___ EXTRAIT DU TEXTE
Lors du visionnage de ce film, on navigue ainsi comme sur son propre ordinateur du large au serré dans la matière documentaire publique et impudique de cette communauté de femmes seules rassemblée par hashtag, C’est vraiment une expérience entrainante et convaincante.
Ces films à la forme particulière méritent quelques explications, alors on a demandé à Gabrielle Stemmer. Elle nous a répondu gentiment. 

Gabrielle Stemmer : "Women on TikTok, c’est vraiment un clin d’oeil à Clean With Me (After Dark), quand pendant le confinement j’ai commencé à utiliser TikTok. J’ai assez vite repéré qu’il y avait un filon ménage sur l’application, et que ça donnait lieu à des vidéos très drôles : j’ai pensé ce court film comme une compilation un peu orientée, l’occasion d’aborder le sujet de la charge mentale et du confinement, tout en montrant que les femmes ont de l’humour ! C’est le pendant comique de Clean With Me.
______
___ MATÉRIAU
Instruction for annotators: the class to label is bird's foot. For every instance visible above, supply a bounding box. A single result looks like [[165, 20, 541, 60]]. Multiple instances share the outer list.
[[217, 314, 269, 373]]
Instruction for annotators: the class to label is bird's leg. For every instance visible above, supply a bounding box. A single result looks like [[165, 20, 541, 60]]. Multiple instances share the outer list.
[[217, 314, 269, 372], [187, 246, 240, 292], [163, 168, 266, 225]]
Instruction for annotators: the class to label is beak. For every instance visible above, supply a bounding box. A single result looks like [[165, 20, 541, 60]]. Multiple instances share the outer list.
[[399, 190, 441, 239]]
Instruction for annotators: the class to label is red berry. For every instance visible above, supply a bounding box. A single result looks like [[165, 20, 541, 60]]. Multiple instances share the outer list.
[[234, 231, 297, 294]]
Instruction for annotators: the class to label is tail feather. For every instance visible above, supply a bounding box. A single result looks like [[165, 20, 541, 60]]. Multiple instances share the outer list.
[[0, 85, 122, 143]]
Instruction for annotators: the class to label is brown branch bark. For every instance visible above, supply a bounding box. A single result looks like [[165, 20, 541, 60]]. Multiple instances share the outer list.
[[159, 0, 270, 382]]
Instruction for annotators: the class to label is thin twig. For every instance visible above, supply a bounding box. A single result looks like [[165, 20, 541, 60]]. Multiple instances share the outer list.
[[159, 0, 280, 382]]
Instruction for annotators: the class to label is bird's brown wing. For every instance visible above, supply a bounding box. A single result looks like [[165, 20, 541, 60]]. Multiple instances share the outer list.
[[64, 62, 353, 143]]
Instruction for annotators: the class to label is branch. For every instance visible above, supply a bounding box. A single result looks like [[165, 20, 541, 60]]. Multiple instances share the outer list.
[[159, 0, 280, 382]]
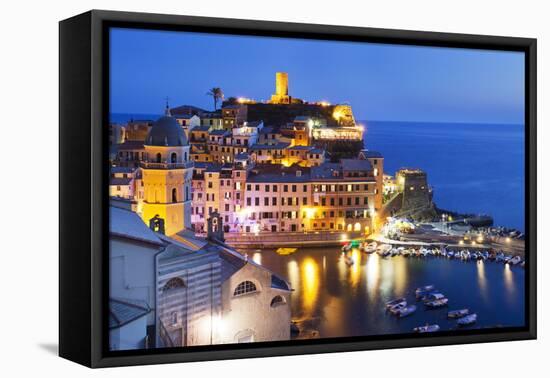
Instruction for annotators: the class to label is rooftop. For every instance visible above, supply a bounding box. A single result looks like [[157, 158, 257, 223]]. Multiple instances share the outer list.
[[109, 206, 163, 246], [109, 298, 151, 329]]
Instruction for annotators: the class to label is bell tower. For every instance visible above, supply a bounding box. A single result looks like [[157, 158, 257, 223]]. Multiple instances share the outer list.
______
# À COMPLÉTER:
A) Répondez à ces questions à partir de l'extrait sur les films de Gabrielle Stemmer.
(i) À qui a-t-on demandé des explications sur ces films ?
(ii) À quel moment Gabrielle Stemmer a-t-elle commencé à utiliser TikTok ?
(iii) De quel film Women on TikTok est-il présenté comme le pendant comique ?
B) Renvoyez sans aucune modification les lignes des enregistrements, de la ligne contenant « Instruction for annotators: the class to label is tail » jusqu'à la fin des enregistrements, ces deux bornes comprises. Omettez les images dans votre réponse.

# CORRIGÉ DES EXERCICES:
A)
(i) À Gabrielle Stemmer.
(ii) Pendant le confinement.
(iii) De Clean With Me.

B)
Instruction for annotators: the class to label is tail feather. For every instance visible above, supply a bounding box. A single result looks like [[165, 20, 541, 60]]. Multiple instances share the outer list.
[[0, 85, 122, 143]]
Instruction for annotators: the class to label is brown branch bark. For every instance visible above, supply a bounding box. A single result looks like [[165, 20, 541, 60]]. Multiple instances share the outer list.
[[159, 0, 270, 382]]
Instruction for annotators: the class to label is thin twig. For every instance visible above, supply a bounding box. A single result looks like [[165, 20, 541, 60]]. Multiple instances share the outer list.
[[159, 0, 280, 382]]
Instruction for annotators: the class to label is bird's brown wing. For every instance visible above, supply a bounding box. A single result looks like [[165, 20, 541, 60]]. Multiple instances share the outer list.
[[64, 62, 353, 143]]
Instruction for annotators: the class to label is branch. For every instance visible above, supply a bounding box. A single result looks like [[165, 20, 541, 60]]. Multiple instances share the outer list.
[[159, 0, 280, 382]]
Instruction for annotators: the class to label is rooftop. For every instance visible above, supply a bounding box. A single result looks like [[157, 158, 257, 223]]. Multiple instances share the outer list.
[[109, 206, 163, 246], [109, 298, 151, 329]]
Instruction for annotators: the class to label is bell tower. For every instance visible above, supply a bounding box. A single result looks like [[157, 158, 257, 223]]. Multiple instances share the outer list.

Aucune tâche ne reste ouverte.